◆ **Document segment**:
Chapter 31: Computing Fundamentals
What You Will Learn
How to read and understand GPU performance specifications
What TOPS, TFLOPS, and other compute metrics actually mean
How memory bandwidth affects real-world model performance
When different precision levels (FP32, FP16, FP8, FP4) matter for AI workloads
The difference between on-card memory speed and multi-GPU interconnect bandwidth
How to estimate inference time from hardware specs
Why This Matters
When you are working with AI models, you will eventually encounter hardware specifications: a GPU has “312 TFLOPS,” a model requires “40 GB of VRAM,” an inference pipeline needs “100 billion operations.” These numbers are not abstract. They determine how long your analysis takes, how much it costs, and whether a particular approach is even feasible for your data.
The challenge is that the terminology is unfamiliar to many researchers outside computer science. This chapter is a practical guide to understanding compute specifications well enough to make informed decisions about where and how to run your models. You do not need to become a hardware engineer. You do need to read a spec sheet without confusion.
Throughput and Performance
TFLOPS and TOPS
The most commonly cited GPU metric is TFLOPS, which stands for Tera Floating-Point Operations Per Second. A “floating-point operation” is a single arithmetic calculation involving decimal numbers. “Tera” means one trillion. So 312 TFLOPS means the GPU can perform 312 trillion floating-point operations per second.

◆ **Collected material**:
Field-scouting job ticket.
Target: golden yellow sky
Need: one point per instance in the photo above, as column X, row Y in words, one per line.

◆ **Goal**: Write the next part of the chapter on GPU compute specifications, starting right after the sentence that explains what 312 TFLOPS means.

◆ **Result of this exercise**:
The related term TOPS stands for Tera Operations Per Second. You will mostly see TOPS on mobile chips and edge devices, such as Apple’s Neural Engine or Qualcomm’s NPU, where the operations include non-floating-point work like integer arithmetic. When comparing data center GPUs against each other, TFLOPS is the standard unit. Do not mix the two directly when comparing hardware across different contexts.
Why This Matters: A Concrete Example
Here is why this number matters in practice. Suppose you are fine-tuning a language model on your dataset. The model requires 100 trillion floating-point operations to complete one full pass through your training data. If you are running it on a CPU with 50 GFLOPS (50 billion FLOPS), that computation would take:
100 trillion operations ÷ 50 billion operations per second = 2 million seconds ≈ 23 days
If you move to an NVIDIA H100 GPU with roughly 2,000 TFLOPS at FP16, the same computation takes:
100 trillion operations ÷ 2,000 trillion operations per second ≈ 50 seconds
The difference between 23 days and 50 seconds is not a minor optimization. It is the difference between a feasible project and an impractical one.
Understanding the Scale
The metric hierarchy is:
GFLOPS = Giga FLOPS = Billions of operations per second
TFLOPS = Tera FLOPS = Trillions of operations per second (1,000 GFLOPS)
PFLOPS = Peta FLOPS = Quadrillions of operations per second (1,000 TFLOPS)
Modern research GPUs range from about 50 TFLOPS (older models like RTX 2080) to 1,000+ TFLOPS (latest consumer-grade and professional GPUs). Supercomputers and specialized AI hardware can reach PFLOPS ranges.
Memory and Speed
Throughput (TFLOPS) tells you the maximum computation rate, but there is another constraint that often matters more in practice: memory bandwidth.
On-Card Memory Bandwidth
Memory bandwidth is the speed at which data can be read from or written to the GPU’s own memory (VRAM), measured in gigabytes per second (GB/s) or terabytes per second (TB/s). If your GPU can perform 1,000 TFLOPS but the memory bandwidth is too low, the GPU spends most of its time waiting for data to arrive rather than doing computation. This is called being “memory-bound” rather than “compute-bound.”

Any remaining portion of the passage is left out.